At the time, the Hill of Tara, located 43km north of Dublin in fertile County Meath, was the ceremonial capital of the High Kings. They practised Celtic paganism and believed Tara to be both the dwelling place of the gods and the gateway to the Otherworld. Today the hill, a vast green expanse rising 197m with sweeping vistas  of the surrounding countryside, remains a palpably sacred site with a wealth of remains including a Stone Age passage tomb (a narrow passage made of large stones containing multiple burial chambers) and prehistoric burial mounds up to 5,000 years old. The Heritage Ireland information centre runs 40-minute guided tours of the site and screens a 20-minute film entitled Tara, A Royal Sanctuary about the area’s impact on Ireland's Celtic history.

########################################

→ Aim 1
Transcribe the portion of the passage about the Hill of Tara that begins at the words "At the time, the" and stops after the words "Ireland's Celtic history.".

########################################

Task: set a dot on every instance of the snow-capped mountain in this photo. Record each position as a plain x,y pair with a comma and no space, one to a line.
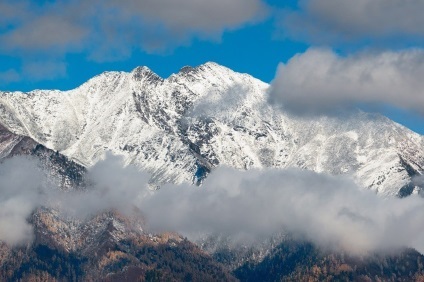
181,127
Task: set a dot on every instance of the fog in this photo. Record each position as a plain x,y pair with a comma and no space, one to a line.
332,212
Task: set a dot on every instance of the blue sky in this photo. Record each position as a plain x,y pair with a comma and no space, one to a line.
61,44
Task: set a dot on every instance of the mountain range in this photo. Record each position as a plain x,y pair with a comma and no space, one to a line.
180,129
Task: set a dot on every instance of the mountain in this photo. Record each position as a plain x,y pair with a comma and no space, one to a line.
61,172
182,127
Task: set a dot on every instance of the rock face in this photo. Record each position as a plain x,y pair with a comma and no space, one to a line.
61,172
181,127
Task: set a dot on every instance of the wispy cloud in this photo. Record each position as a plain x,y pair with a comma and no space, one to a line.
338,21
321,82
330,211
110,30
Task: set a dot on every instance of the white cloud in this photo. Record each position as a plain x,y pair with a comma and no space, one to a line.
110,29
329,211
320,82
21,183
335,21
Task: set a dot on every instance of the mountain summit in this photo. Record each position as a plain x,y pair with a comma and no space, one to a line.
182,127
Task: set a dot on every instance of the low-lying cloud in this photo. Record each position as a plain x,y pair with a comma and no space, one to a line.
345,21
329,211
320,81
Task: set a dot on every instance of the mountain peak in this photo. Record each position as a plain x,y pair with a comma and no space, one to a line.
143,72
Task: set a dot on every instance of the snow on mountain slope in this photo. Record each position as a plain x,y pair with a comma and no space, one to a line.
181,127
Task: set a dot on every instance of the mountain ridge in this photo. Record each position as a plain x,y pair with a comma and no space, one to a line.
181,127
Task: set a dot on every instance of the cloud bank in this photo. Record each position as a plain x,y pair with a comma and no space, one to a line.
329,211
337,21
321,82
332,212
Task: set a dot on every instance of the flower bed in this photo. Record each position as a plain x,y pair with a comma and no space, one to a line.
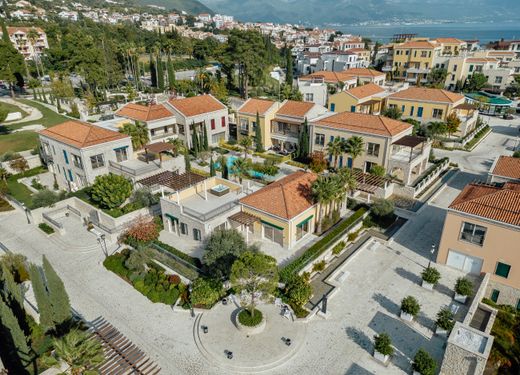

########################################

→ Aim 2
Render the rows as a JSON list of strings, one string per line and no blank lines. Begin at the line containing "Task: set a dot on every instance of the mountain summit" and continue through the final row, including both ends, and leave the pictures out.

→ Right answer 1
At the time, the Hill of Tara, located 43km north of Dublin in fertile County Meath, was the ceremonial capital of the High Kings. They practised Celtic paganism and believed Tara to be both the dwelling place of the gods and the gateway to the Otherworld. Today the hill, a vast green expanse rising 197m with sweeping vistas  of the surrounding countryside, remains a palpably sacred site with a wealth of remains including a Stone Age passage tomb (a narrow passage made of large stones containing multiple burial chambers) and prehistoric burial mounds up to 5,000 years old. The Heritage Ireland information centre runs 40-minute guided tours of the site and screens a 20-minute film entitled Tara, A Royal Sanctuary about the area’s impact on Ireland's Celtic history.

→ Right answer 2
[
  "Task: set a dot on every instance of the mountain summit in this photo. Record each position as a plain x,y pair with a comma and no space, one to a line.",
  "182,127",
  "Task: set a dot on every instance of the low-lying cloud in this photo. Record each position as a plain x,y pair with a comma and no space, one to a line.",
  "345,21",
  "329,211",
  "320,81",
  "Task: set a dot on every instance of the mountain peak in this photo. Record each position as a plain x,y pair with a comma and no space, one to a line.",
  "143,72",
  "Task: set a dot on every instance of the snow on mountain slope in this photo. Record each position as a plain x,y pair with a comma and no space, one to a line.",
  "181,127",
  "Task: set a dot on every instance of the mountain ridge in this photo. Record each position as a plain x,y pair with a comma and no space, one to a line.",
  "181,127",
  "Task: set a dot on every instance of the cloud bank in this photo. Record each position as a plain x,y pair with a comma and no space, one to a line.",
  "329,211",
  "337,21",
  "321,82",
  "332,212",
  "Task: set a dot on every instance of the flower bed in this photo. Record each position as a plain x,y pair with a comma and no space, one to a line."
]